THE21 » キャリア » ワタミ桑原社長 ・「欲」を忘れない人が成長する

ワタミ桑原社長 ・「欲」を忘れない人が成長する

2014年03月04日 公開
2023年05月16日 更新

桑原豊(ワタミ社長兼ワタミフードサービス社長)

40代からは「欲」に素直になるべき

 桑原氏は、1998年、39歳でワタミフードサービスに転職する決断をした。当時のワタミは、『和民』の1号店を開店してから6年目で、店舗数はまだ20~30店舗のベンチャー企業。一方、桑原氏は、すかいらーくの子会社である藍屋で、商品開発部長をしていた。仕事は面白く、会社に対して何の不満もなかったという。にもかかわらず、なぜベンチャー企業に転職したのだろうか。その理由は「自分をもっと成長させたい」という欲にあった。

 「創業者の渡邉と初めて会ったのは1997年の暮れ。尊敬する先輩から紹介を受け、会食をさせていただいたのがきっかけでした。正直、ワタミはまだ小さな会社であり、外食の経験は私のほうが豊富だと思っていました。しかし、話していると、渡邉だけでなく、同席した役員も、何かが自分と違うと思ったのです。考えた末に出た結論は、『視点の高さ』が違うということ。渡邉にしても役員にしても、ベンチャー企業だけあって、大きなビジョンを掲げて仕事をしていたので、物事を見る視点が高く、発想が私と違っていたんですね。自分もその環境に行けば、視点が変わり、さらに自分を高めることができるのではないか。そんな思いを抱き、転職することに決めたのです。勇気のいる選択でしたが、今となっては、その選択は正解だったと思います」

* _やること_
(1) 本文によると、桑原氏は会社に何の不満もなかったのに、なぜワタミフードサービスに移ったのですか。1〜3文で説明してください。
(2) 記録のうち「Wildlife-survey tagging: tag each instance of the road bridge」を含む行から記録の最後の行までを、「single marker」を「single point」に入れ替え、ほかは一切変えずに書き直してください。

* _ラベル付きの点の記録_
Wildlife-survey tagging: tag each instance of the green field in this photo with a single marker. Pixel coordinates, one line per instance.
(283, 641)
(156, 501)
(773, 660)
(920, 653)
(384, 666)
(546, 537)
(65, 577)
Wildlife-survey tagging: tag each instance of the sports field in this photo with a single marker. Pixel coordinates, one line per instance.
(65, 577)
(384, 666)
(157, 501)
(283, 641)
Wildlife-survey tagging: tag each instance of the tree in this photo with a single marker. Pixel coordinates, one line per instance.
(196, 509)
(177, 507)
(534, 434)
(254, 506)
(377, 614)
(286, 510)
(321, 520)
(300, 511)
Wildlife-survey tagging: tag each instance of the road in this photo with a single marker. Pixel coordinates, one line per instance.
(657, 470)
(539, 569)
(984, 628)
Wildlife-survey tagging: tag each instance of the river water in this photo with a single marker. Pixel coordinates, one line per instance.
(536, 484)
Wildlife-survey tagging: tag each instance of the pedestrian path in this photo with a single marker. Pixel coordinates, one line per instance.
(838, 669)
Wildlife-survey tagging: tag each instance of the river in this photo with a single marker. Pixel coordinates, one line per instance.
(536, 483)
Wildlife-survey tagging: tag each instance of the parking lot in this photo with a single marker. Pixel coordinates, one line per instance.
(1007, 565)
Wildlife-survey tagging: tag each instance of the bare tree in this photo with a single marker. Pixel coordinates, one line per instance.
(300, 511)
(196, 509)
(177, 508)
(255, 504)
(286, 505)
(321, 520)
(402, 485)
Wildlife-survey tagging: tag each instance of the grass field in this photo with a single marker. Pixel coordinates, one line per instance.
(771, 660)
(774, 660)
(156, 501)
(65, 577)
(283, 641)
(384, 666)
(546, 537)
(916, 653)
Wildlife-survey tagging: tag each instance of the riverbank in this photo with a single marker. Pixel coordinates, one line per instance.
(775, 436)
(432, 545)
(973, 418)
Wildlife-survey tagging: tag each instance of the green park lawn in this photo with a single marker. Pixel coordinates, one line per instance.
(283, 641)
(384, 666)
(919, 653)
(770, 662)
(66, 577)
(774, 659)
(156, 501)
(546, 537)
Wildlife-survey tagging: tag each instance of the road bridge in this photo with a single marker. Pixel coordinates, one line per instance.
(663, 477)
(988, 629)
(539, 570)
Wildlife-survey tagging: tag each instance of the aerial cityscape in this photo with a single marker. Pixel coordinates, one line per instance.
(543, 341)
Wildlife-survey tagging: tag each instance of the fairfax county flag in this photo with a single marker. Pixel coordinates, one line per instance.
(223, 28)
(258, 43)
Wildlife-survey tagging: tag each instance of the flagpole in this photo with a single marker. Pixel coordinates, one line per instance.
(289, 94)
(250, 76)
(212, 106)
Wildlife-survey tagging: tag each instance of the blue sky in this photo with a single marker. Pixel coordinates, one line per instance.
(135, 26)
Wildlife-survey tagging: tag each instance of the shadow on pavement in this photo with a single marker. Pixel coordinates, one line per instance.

* _解答一覧_
(1) 「自分をもっと成長させたい」という欲があったからです。渡邉氏や役員は大きなビジョンを掲げて仕事をしていて、物事を見る「視点の高さ」が自分と違うと感じました。その環境に行けば自分の視点が変わり、さらに自分を高められると考えて転職を決めました。

(2)
Wildlife-survey tagging: tag each instance of the road bridge in this photo with a single point. Pixel coordinates, one line per instance.
(663, 477)
(988, 629)
(539, 570)
Wildlife-survey tagging: tag each instance of the aerial cityscape in this photo with a single point. Pixel coordinates, one line per instance.
(543, 341)
Wildlife-survey tagging: tag each instance of the fairfax county flag in this photo with a single point. Pixel coordinates, one line per instance.
(223, 28)
(258, 43)
Wildlife-survey tagging: tag each instance of the flagpole in this photo with a single point. Pixel coordinates, one line per instance.
(289, 94)
(250, 76)
(212, 106)
Wildlife-survey tagging: tag each instance of the blue sky in this photo with a single point. Pixel coordinates, one line per instance.
(135, 26)
Wildlife-survey tagging: tag each instance of the shadow on pavement in this photo with a single point. Pixel coordinates, one line per instance.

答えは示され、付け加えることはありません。